▶ [Given information]:
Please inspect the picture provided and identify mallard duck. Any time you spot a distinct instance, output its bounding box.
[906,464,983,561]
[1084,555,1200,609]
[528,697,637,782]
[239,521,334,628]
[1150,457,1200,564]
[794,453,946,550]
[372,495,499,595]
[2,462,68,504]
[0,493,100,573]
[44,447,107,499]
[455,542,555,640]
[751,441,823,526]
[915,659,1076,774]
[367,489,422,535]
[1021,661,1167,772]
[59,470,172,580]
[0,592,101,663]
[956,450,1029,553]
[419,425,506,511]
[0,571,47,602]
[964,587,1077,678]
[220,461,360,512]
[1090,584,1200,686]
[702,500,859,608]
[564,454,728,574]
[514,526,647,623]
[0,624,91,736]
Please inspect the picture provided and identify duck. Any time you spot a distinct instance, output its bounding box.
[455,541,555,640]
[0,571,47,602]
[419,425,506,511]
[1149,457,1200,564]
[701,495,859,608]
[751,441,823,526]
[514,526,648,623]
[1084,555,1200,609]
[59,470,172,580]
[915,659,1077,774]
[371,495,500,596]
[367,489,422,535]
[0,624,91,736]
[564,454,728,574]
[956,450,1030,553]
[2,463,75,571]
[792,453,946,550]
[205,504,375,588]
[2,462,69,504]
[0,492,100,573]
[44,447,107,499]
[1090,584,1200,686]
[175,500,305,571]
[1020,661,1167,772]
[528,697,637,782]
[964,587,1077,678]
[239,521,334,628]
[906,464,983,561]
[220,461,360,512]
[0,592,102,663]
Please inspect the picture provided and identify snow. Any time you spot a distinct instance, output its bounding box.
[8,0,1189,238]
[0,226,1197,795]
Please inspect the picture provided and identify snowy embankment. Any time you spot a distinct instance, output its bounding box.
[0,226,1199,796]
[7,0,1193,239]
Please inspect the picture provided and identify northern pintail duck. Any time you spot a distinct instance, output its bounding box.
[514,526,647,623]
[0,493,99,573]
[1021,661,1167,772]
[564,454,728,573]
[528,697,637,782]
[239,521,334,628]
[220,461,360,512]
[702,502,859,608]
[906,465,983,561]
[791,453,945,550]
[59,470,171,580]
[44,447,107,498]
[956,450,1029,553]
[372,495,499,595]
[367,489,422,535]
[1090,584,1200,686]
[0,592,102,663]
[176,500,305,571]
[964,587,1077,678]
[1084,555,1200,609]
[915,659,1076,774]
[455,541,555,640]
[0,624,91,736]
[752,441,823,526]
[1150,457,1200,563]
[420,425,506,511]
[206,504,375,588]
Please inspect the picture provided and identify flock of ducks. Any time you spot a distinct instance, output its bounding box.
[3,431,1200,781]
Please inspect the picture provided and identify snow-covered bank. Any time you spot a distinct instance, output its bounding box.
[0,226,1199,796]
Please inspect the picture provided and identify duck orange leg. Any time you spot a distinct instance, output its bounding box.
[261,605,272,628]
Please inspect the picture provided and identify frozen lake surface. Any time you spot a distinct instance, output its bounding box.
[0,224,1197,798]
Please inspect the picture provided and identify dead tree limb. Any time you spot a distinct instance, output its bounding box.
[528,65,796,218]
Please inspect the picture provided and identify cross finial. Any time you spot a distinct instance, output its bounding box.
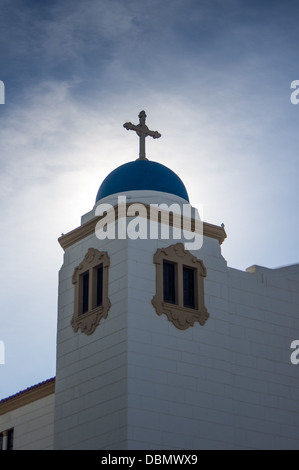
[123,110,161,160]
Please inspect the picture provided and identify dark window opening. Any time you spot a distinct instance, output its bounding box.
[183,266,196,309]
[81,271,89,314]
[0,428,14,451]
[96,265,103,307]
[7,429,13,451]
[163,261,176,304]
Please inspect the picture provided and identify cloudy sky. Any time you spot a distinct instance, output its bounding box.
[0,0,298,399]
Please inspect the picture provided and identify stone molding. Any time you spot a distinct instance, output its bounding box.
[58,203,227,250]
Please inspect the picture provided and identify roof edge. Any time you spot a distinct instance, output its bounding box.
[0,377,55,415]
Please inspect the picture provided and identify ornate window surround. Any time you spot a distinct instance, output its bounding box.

▶ [Your task]:
Your copy should be the entries retyped exactly, with no images in it.

▶ [Your response]:
Please inspect the picture provided and identify mallard duck. Any time you spot a distinct instance, output its bounding box.
[906,464,983,561]
[1084,555,1200,609]
[528,697,637,782]
[239,521,334,628]
[1150,457,1200,564]
[794,453,946,550]
[372,495,499,595]
[2,462,68,504]
[0,493,100,573]
[44,447,107,499]
[455,542,555,640]
[751,441,823,526]
[915,659,1076,774]
[367,489,422,535]
[1021,661,1167,772]
[59,470,172,580]
[0,592,101,663]
[956,450,1029,553]
[419,425,506,511]
[0,571,47,602]
[964,587,1077,678]
[220,461,360,512]
[1090,584,1200,686]
[702,500,859,608]
[564,454,728,574]
[514,526,647,623]
[0,624,91,736]
Please inspect the picture provided and identify duck. Any time you spot a distinct instance, output its bounding box.
[455,541,555,640]
[0,571,47,602]
[419,425,506,511]
[1149,457,1200,564]
[701,495,859,608]
[751,441,823,526]
[514,526,648,623]
[1084,555,1200,609]
[59,470,172,580]
[915,659,1077,774]
[371,495,500,596]
[367,489,422,535]
[0,624,91,736]
[564,454,728,574]
[956,450,1030,553]
[2,463,75,571]
[792,453,946,550]
[205,504,375,588]
[2,462,69,504]
[0,492,100,573]
[44,447,107,499]
[1090,584,1200,686]
[175,500,305,571]
[1020,661,1167,772]
[528,697,637,782]
[964,587,1077,678]
[239,521,334,628]
[906,464,983,561]
[220,461,360,512]
[0,592,102,663]
Please inspect the picture provided and identify snow. Any time you spot a distinct instance, output its bounding box.
[8,0,1189,238]
[0,226,1197,795]
Please inspect the picture provided and identify snowy embankment. Any time you spot a distinct instance, output its bounding box.
[0,226,1199,796]
[7,0,1193,239]
Please inspect the picture provided and identify northern pintail duck. Any time you spot a distinct instance, output its bounding box.
[514,526,647,623]
[0,493,99,573]
[1021,661,1167,772]
[564,454,728,573]
[528,697,637,782]
[239,521,334,628]
[220,461,360,512]
[702,502,859,608]
[906,465,983,561]
[791,453,945,550]
[59,470,171,580]
[44,447,107,498]
[956,450,1029,553]
[372,495,499,595]
[367,489,422,535]
[1090,584,1200,686]
[0,592,102,663]
[176,500,305,571]
[964,587,1077,678]
[1084,555,1200,609]
[915,659,1076,774]
[455,541,555,640]
[0,624,91,736]
[752,441,823,526]
[1150,457,1200,563]
[420,425,506,511]
[206,504,375,588]
Please inspect the picture provided and identify flock of ducks. Any time you spot a distinct instance, output its bounding box.
[3,431,1200,781]
Please inspect the picture provided and identify snow-covered bank. Any time you spot a distinct instance, output its bounding box.
[0,226,1199,796]
Please inspect the picture provided and identify duck orange leg. Any time you spot a distinct instance, output its bounding box.
[261,605,272,628]
Please inspect the picture provided and identify frozen lake surface. Any time you spot a distinct instance, output its bounding box.
[0,224,1197,798]
Please inspect the picture provided and identify dead tree limb. Any time you spot a distinct instance, output its bounding box.
[528,65,796,218]
Please inspect the picture provided and identify cross finial. Any time you spot a distinct instance, output its bounding box.
[123,110,161,160]
Please inspect the picture provided and identify dark window opening. Any time you spot a distinct instance, output its bounding box.
[183,266,196,309]
[81,271,89,314]
[0,428,14,451]
[96,265,103,307]
[7,429,13,451]
[163,261,176,304]
Please inspect the picture provided and identify cloudy sky. Any time you spot a distinct instance, output its bounding box.
[0,0,298,399]
Please inspect the picture provided and identify stone molding. Any time you spot a distinct instance, output its bounding box.
[58,203,227,250]
Please inspect the picture provided and identify roof edge. Any time you spot a distinct instance, output its bounding box.
[0,377,55,415]
Please inspect the picture provided and identify ornate window surround. Any time you spot a distinct instance, output its bounding box.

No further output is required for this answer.